§ **Required task**
Which lines in the entries below contain the word "every"? Return each one in full, treating uppercase and lowercase letters as different.

[A run of entries]
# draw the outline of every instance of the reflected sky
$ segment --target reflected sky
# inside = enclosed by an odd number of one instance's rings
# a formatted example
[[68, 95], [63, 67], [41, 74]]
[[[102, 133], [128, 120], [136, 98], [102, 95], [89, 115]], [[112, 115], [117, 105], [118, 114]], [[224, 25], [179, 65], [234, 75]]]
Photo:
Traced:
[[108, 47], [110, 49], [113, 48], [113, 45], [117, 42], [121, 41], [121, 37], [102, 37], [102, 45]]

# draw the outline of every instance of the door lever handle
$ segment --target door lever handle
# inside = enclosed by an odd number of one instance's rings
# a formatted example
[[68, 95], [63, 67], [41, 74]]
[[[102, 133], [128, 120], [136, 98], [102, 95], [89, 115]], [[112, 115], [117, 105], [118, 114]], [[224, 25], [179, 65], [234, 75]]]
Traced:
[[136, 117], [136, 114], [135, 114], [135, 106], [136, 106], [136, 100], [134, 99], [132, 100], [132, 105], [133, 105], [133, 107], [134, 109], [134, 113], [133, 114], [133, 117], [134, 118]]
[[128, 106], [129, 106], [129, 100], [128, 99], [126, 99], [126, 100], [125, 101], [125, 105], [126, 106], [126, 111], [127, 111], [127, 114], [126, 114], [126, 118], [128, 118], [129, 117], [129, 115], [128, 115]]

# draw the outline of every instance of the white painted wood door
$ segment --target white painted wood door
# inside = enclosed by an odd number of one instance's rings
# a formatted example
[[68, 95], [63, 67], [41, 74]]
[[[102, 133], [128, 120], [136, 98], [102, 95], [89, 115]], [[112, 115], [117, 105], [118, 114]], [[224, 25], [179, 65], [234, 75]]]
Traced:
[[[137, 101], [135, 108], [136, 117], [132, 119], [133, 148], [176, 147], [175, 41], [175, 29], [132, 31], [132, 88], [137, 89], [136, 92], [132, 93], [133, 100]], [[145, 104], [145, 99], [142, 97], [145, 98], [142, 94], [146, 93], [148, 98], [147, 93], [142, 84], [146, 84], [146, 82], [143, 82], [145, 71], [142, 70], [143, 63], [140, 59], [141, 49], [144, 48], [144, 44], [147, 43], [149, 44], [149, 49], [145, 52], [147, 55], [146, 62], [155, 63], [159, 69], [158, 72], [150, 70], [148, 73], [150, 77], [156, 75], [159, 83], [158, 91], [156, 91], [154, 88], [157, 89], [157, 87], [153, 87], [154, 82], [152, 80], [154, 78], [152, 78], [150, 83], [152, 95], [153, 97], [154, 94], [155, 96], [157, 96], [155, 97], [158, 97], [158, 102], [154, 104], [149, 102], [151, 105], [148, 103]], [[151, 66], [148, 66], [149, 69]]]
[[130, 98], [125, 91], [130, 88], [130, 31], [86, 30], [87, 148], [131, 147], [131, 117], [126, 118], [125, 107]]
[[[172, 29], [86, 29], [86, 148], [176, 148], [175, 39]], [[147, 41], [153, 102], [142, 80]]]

==

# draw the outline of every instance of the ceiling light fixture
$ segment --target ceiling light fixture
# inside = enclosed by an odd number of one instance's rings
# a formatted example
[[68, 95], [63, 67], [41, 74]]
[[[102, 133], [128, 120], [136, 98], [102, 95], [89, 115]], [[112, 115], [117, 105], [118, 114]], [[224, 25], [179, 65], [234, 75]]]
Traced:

§ **The completed task**
# draw the outline of every instance of the reflected sky
# draw the outline of every instance of the door lever handle
# draw the outline of every instance of the white painted wood door
# draw the outline of every instance of the ceiling light fixture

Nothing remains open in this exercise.